*Set problem*
Please write out the material below again, swapping each "Pins" for "Marked points" and leaving everything else unchanged.

(Stored records)

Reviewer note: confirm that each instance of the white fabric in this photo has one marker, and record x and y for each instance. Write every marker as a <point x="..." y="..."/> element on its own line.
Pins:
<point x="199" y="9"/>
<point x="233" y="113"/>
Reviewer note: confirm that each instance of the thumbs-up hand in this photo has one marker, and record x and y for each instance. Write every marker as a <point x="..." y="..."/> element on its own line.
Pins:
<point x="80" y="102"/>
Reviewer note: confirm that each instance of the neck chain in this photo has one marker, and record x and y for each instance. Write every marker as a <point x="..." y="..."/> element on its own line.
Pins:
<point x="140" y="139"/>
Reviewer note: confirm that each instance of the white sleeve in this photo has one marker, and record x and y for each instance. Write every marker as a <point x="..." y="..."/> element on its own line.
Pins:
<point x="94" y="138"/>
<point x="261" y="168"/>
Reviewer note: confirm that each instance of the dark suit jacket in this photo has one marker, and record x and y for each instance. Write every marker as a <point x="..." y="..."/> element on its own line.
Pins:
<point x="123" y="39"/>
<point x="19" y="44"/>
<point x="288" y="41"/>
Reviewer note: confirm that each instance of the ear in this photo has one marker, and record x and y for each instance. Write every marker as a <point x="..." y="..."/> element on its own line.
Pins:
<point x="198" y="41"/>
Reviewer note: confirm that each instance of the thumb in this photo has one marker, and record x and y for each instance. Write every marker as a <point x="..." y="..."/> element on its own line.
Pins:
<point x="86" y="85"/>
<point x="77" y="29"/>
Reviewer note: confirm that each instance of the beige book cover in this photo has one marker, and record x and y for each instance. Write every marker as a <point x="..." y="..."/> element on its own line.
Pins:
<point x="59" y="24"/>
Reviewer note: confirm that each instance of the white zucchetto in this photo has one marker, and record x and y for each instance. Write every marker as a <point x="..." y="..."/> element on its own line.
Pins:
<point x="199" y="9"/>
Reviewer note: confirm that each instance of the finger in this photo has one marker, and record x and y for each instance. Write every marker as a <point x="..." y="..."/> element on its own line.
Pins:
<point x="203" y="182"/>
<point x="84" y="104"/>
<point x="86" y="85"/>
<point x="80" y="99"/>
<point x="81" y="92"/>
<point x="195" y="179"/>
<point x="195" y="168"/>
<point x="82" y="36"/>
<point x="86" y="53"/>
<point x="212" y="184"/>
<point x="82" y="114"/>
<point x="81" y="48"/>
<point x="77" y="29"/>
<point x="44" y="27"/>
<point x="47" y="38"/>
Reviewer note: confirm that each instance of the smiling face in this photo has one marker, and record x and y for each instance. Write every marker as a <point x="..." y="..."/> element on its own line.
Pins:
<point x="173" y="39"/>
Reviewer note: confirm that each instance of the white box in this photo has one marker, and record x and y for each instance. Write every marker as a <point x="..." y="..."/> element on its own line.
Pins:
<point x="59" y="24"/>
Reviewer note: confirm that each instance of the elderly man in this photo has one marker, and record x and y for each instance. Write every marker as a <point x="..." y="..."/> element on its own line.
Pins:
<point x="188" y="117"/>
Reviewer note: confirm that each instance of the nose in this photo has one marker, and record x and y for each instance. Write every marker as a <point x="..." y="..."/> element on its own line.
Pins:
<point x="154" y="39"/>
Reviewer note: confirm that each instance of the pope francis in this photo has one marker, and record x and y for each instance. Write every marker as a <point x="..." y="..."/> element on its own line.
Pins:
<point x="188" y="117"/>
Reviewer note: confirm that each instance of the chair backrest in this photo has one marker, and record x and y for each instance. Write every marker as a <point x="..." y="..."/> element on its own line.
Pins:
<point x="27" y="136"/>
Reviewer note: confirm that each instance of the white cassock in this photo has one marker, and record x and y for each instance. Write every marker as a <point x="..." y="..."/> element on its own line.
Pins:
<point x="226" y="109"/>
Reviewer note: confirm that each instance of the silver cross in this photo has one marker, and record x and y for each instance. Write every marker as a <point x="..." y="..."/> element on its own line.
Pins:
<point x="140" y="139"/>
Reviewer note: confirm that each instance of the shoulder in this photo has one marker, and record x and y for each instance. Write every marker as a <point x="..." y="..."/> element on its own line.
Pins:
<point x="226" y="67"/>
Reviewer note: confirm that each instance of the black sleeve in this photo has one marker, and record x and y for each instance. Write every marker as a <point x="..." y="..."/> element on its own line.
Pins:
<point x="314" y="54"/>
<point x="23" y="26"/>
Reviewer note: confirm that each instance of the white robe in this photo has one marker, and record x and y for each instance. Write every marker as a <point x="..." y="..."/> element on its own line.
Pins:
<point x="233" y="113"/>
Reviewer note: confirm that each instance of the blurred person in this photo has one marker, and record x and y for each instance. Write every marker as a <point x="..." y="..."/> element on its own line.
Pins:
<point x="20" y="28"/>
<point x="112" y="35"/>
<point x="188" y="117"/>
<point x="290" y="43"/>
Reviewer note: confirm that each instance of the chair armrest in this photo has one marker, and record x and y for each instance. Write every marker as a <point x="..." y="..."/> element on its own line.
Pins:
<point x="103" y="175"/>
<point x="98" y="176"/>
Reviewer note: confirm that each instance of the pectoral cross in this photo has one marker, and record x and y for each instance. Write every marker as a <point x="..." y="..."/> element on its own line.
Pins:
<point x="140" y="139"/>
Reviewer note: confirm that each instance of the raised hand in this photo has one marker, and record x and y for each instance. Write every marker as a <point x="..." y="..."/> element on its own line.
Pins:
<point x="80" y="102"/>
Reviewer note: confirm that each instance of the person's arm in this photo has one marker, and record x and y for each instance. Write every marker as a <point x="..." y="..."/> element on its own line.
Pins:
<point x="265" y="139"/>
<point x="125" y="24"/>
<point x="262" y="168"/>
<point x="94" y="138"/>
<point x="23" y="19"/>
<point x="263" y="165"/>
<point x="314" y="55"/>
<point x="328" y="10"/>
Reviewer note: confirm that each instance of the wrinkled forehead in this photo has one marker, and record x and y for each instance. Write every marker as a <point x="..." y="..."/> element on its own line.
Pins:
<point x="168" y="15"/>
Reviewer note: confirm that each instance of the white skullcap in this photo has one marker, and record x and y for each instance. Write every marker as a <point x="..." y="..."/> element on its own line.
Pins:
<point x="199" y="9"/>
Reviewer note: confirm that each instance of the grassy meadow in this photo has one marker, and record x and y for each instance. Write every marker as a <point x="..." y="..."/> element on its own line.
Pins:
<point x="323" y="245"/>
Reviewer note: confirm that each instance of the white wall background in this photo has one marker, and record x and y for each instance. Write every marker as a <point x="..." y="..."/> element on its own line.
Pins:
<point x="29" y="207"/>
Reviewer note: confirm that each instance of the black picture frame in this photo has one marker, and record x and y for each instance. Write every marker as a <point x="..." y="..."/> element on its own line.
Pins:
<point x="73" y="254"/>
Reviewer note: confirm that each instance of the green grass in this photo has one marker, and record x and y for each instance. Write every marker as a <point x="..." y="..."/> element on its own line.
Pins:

*Correct output*
Reviewer note: confirm that each instance of the white fabric in this photo has one marker, and record x and y for each instance. Write every marker as a <point x="..." y="..."/> element on its own line.
Marked points:
<point x="199" y="9"/>
<point x="233" y="113"/>
Reviewer note: confirm that each instance of the thumbs-up hand in this photo has one marker, and record x and y for each instance. Write every marker as a <point x="..." y="..."/> element on its own line.
Marked points:
<point x="80" y="102"/>
Reviewer note: confirm that each instance of the neck chain in this photo has one marker, and record x and y for each instance. Write every marker as a <point x="..." y="..."/> element on its own line.
Marked points:
<point x="140" y="139"/>
Reviewer note: confirm that each instance of the white sleeve in this photo has one marker, and record x and y for each instance. Write every marker as a <point x="..." y="..."/> element on its own line.
Marked points:
<point x="94" y="138"/>
<point x="261" y="168"/>
Reviewer note: confirm that each instance of the dark suit jacket in this photo has one marker, and record x and y for each instance. Write every marker as a <point x="..." y="..."/> element on its own line.
Marked points:
<point x="123" y="39"/>
<point x="19" y="44"/>
<point x="288" y="41"/>
Reviewer note: confirm that each instance of the ear in this photo has one marker, and record x and y for each instance. Write every marker as a <point x="..." y="..."/> element on its own line.
Marked points:
<point x="198" y="41"/>
Reviewer note: confirm that each instance of the thumb in this photo has one marker, and record x and y for each instance. Write every marker as a <point x="..." y="..."/> element on its own line.
Marked points:
<point x="86" y="85"/>
<point x="77" y="29"/>
Reviewer note: confirm that each instance of the beige book cover in this photo has one marker, and record x and y for each instance. Write every marker as a <point x="..." y="..."/> element on its own line.
Marked points:
<point x="59" y="24"/>
Reviewer note: confirm that each instance of the white zucchetto in this photo has one marker, and record x and y for each instance. Write every marker as a <point x="..." y="..."/> element on its own line.
Marked points:
<point x="199" y="9"/>
Reviewer note: confirm that each instance of the finger in this photo has one marker, and record x and y for each instance. Write every marker as a <point x="..." y="..."/> element on its own line.
Marked points:
<point x="203" y="182"/>
<point x="84" y="104"/>
<point x="86" y="85"/>
<point x="80" y="99"/>
<point x="81" y="92"/>
<point x="195" y="179"/>
<point x="195" y="168"/>
<point x="82" y="36"/>
<point x="86" y="53"/>
<point x="212" y="184"/>
<point x="82" y="114"/>
<point x="81" y="48"/>
<point x="77" y="29"/>
<point x="44" y="27"/>
<point x="47" y="38"/>
Reviewer note: confirm that each instance of the smiling face in this photo has one marker, and record x and y for each instance. Write every marker as a <point x="..." y="..."/> element on its own line.
Marked points:
<point x="173" y="39"/>
Reviewer note: confirm that each instance of the white box in this photo has one marker, and record x and y for each instance. Write every marker as a <point x="..." y="..."/> element on its own line.
Marked points:
<point x="59" y="24"/>
Reviewer note: confirm that each instance of the elderly man in this photo has one marker, and record x and y for each instance. Write every marker as a <point x="..." y="..."/> element on its own line.
Marked points:
<point x="188" y="117"/>
Reviewer note: confirm that each instance of the nose in this photo has one marker, and record x and y for each instance. Write every marker as a <point x="..." y="..."/> element on its own line.
Marked points:
<point x="154" y="39"/>
Reviewer note: confirm that each instance of the pope francis in this photo has one marker, and record x and y for each instance. Write every marker as a <point x="..." y="..."/> element on its own line.
Marked points:
<point x="188" y="117"/>
Reviewer note: confirm that each instance of the chair backrest in this photo has one marker, and record x and y for each instance. Write every marker as a <point x="..." y="..."/> element on its own line.
Marked points:
<point x="27" y="136"/>
Reviewer note: confirm that each instance of the white cassock in this photo has one marker, and record x and y for each instance. Write every marker as a <point x="..." y="..."/> element on its own line.
Marked points:
<point x="226" y="109"/>
Reviewer note: confirm that each instance of the silver cross in this photo has one marker, and record x and y for each instance. Write every marker as a <point x="..." y="..."/> element on its own line.
Marked points:
<point x="140" y="139"/>
Reviewer note: confirm that each instance of the shoulder in this photo has one marker, and record x and y for each instance. Write every marker as a <point x="..." y="..."/> element on its own line.
Marked points:
<point x="226" y="67"/>
Reviewer note: confirm that each instance of the black sleeve in this photo has one marker, and record x and y for each instance. Write every marker as a <point x="..." y="..."/> element on its own line.
Marked points:
<point x="314" y="54"/>
<point x="23" y="26"/>
Reviewer note: confirm that each instance of the white robe in this photo has one marker, and record x and y for each instance. Write every marker as a <point x="..." y="..."/> element on its own line.
Marked points:
<point x="233" y="113"/>
Reviewer note: confirm that each instance of the blurred person in this photo has one marker, and record x and y for each instance. Write every marker as a <point x="..." y="..."/> element on its own line.
Marked points:
<point x="20" y="28"/>
<point x="112" y="35"/>
<point x="188" y="117"/>
<point x="290" y="43"/>
Reviewer note: confirm that each instance of the chair armrest in this photo has one marker, and record x and y for each instance. Write every marker as a <point x="..." y="..."/> element on its own line.
Marked points:
<point x="103" y="175"/>
<point x="98" y="176"/>
Reviewer note: confirm that each instance of the pectoral cross in this photo has one marker, and record x and y for each instance. Write every marker as a <point x="..." y="..."/> element on its own line.
Marked points:
<point x="140" y="139"/>
Reviewer note: confirm that each instance of the raised hand in this photo has one marker, and record x and y for each instance. Write every marker as a <point x="..." y="..."/> element on its own line.
Marked points:
<point x="80" y="102"/>
Reviewer note: confirm that each instance of the person's arm in this photo has one marker, and record x and y for each instance. Write every marker as a <point x="..." y="..."/> element on its own line.
Marked points:
<point x="265" y="139"/>
<point x="125" y="24"/>
<point x="262" y="168"/>
<point x="94" y="138"/>
<point x="23" y="19"/>
<point x="263" y="165"/>
<point x="314" y="55"/>
<point x="328" y="10"/>
Reviewer note: confirm that each instance of the wrinkled forehead in this photo has one marker, and record x and y for each instance. Write every marker as a <point x="..." y="..."/> element on its own line.
Marked points:
<point x="168" y="15"/>
Reviewer note: confirm that each instance of the white skullcap in this photo has one marker, and record x and y for each instance. Write every marker as a <point x="..." y="..."/> element on its own line.
Marked points:
<point x="199" y="9"/>
Reviewer note: confirm that each instance of the grassy meadow in this photo has one marker, and record x and y for each instance. Write every marker as a <point x="..." y="..."/> element on its own line.
Marked points:
<point x="323" y="245"/>
Reviewer note: confirm that each instance of the white wall background in this photo has one marker, and record x and y for each instance. Write every marker as a <point x="..." y="..."/> element on its own line.
Marked points:
<point x="29" y="207"/>
Reviewer note: confirm that each instance of the black picture frame in this photo has one marker, and record x and y for each instance. Write every marker as a <point x="..." y="..."/> element on its own line.
Marked points:
<point x="73" y="254"/>
Reviewer note: confirm that each instance of the green grass in this photo has one marker, and record x and y for each instance. Write every marker as a <point x="..." y="..."/> element on its own line.
Marked points:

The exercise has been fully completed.